▶ _Exercises to complete_:
1 > Rewrite the paragraph of the spinal-cord injury abstract beginning "Study Design. Experimental study" as a brief bulleted list that keeps its main facts.
2 > Answer these questions from the spinal-cord injury abstract:
(a) How many adult rats supplied the dorsal column segments?
(b) What closing force did the modified aneurysm clip have, and for how long was compression applied?
(c) Which blocker failed to reduce secondary injury?

ROLE OF SODIUM IN THE PATHOPHYSIOLOGY OF SECONDARY SPINAL-CORD INJURY

Study Design. Experimental study using an in vitro model of compressive injury to isolated adult rat dorsal column axons. Objectives. To examine the role of extracellular Na+ (Na-e(+)) in mediating secondary injury to spinal cord axons after compressive trauma. The mechanisms of intracellular sodium entry were examined using ion substitution techniques and pharmacologic blockers. Summary of Background Data. There is evidence that intracellular Na+ entry potentiates hypoxic-ischemic cell death by causing cytotoxic cell swelling, intracellular acidosis, and gating of Ca++ entry through reverse activation of the Na+-Ca++ exchanger. In the present study, we have examined the role of Na-e(+), in the pathophysiology of spinal cord injury. Methods. Dorsal column segments isolated from the thoracic cord of adult rats (n = 40) were pinned in a recording chamber and superfused with oxygenated Ringer's solution. Extracellular field potentials were recorded from glass microelectrodes (150 mmol KCI; 5-10 mol). Injury was accomplished in vitro by compression with a modified aneurysm clip (closing force, 2 g) for 15 seconds. The effect of zero Na-e(+) (equimolar substitution with NMDG(+)), the Na+-H+ exchange blocker amiloride, the Na+ channel blocker procaine, and the Na+-Ca++ exchanger blocker benzamil on CAP recovery after compressive injury were assessed. Results, Pretreatment with zero Na+, amiloride and procaine conferred significant neuroprotection (P < 0.05). In contrast, the NCE blocker benzamil was ineffective in attenuation secondary injury. Conclusions. Reduction of extracellular Na+, inhibition of the Na+-H+ exchanger or blockade of voltage gated Na+ channels is neuroprotective after spinal cord injury. The mechanism of Na+-associated cytotocity does not involve reverse gating of the Na+-Ca++ exchanger.

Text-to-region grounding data
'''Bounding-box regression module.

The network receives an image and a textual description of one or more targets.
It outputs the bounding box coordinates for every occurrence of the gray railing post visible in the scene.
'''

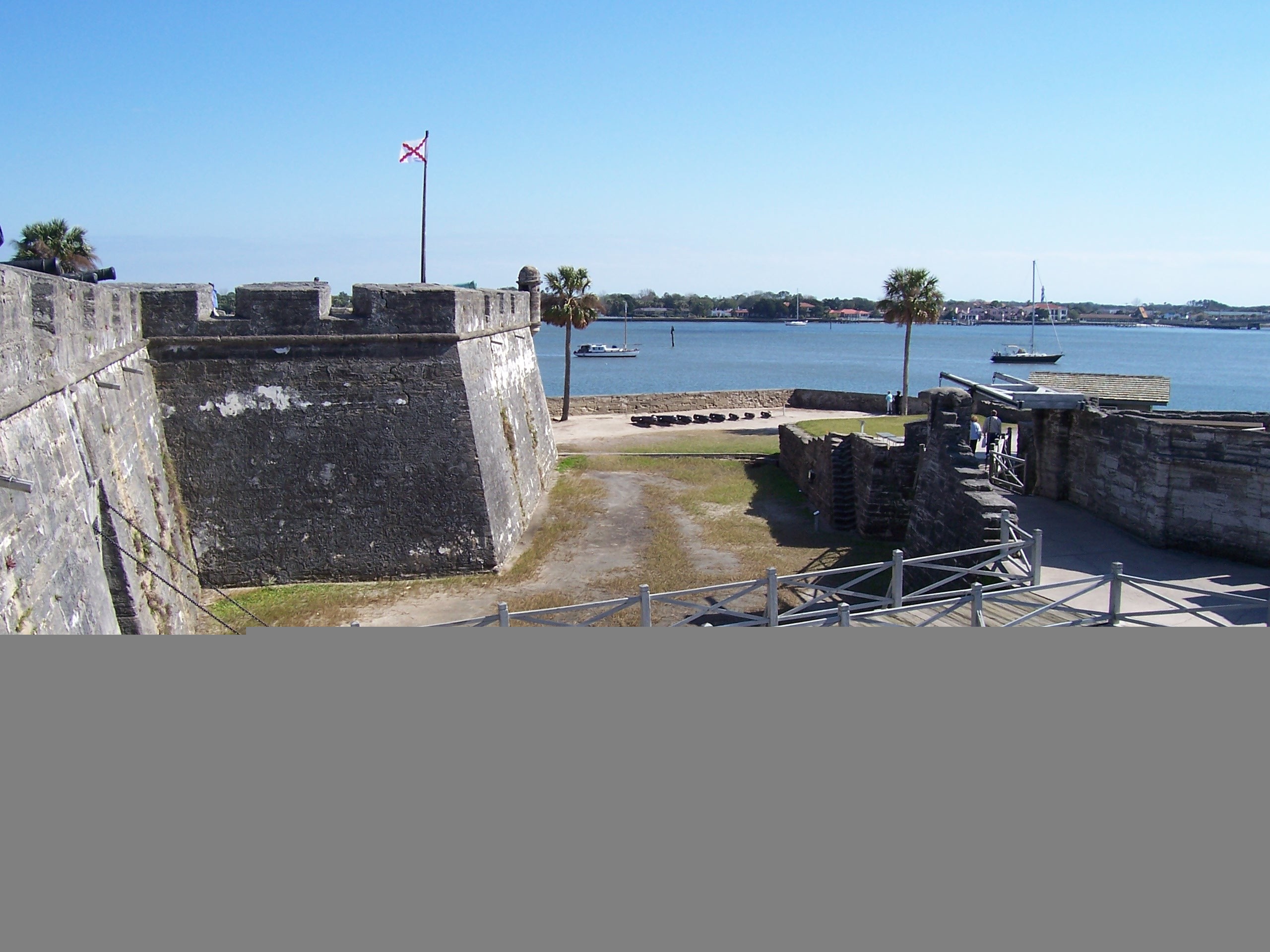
[767,569,781,628]
[1107,562,1124,625]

▶ _Results of the exercise_:
1 >
- Design: in vitro experimental study of compressive injury to isolated dorsal column axons from adult rats.
- Aim: to examine how extracellular Na+ mediates secondary injury to spinal cord axons after compression, and how sodium enters the cells, using ion substitution and pharmacologic blockers.
- Background: intracellular Na+ entry is known to worsen hypoxic-ischemic cell death through cytotoxic swelling, intracellular acidosis, and Ca++ entry via reverse action of the Na+-Ca++ exchanger.
- Methods: thoracic dorsal column segments from 40 rats were superfused with oxygenated Ringer's solution. Field potentials were recorded with glass microelectrodes. Injury was a 15-second compression with a modified aneurysm clip (2 g closing force). CAP recovery was measured under four conditions: zero extracellular Na+ (NMDG+ substitution), amiloride (Na+-H+ exchange blocker), procaine (Na+ channel blocker), and benzamil (Na+-Ca++ exchanger blocker).
- Results: zero Na+, amiloride, and procaine gave significant neuroprotection (P < 0.05). Benzamil did not reduce secondary injury.
- Conclusions: reducing extracellular Na+, inhibiting the Na+-H+ exchanger, or blocking voltage-gated Na+ channels protects neurons after spinal cord injury. Na+-related toxicity does not involve reverse gating of the Na+-Ca++ exchanger.

2 >
(a) 40
(b) A closing force of 2 g, applied for 15 seconds
(c) Benzamil, the Na+-Ca++ exchanger blocker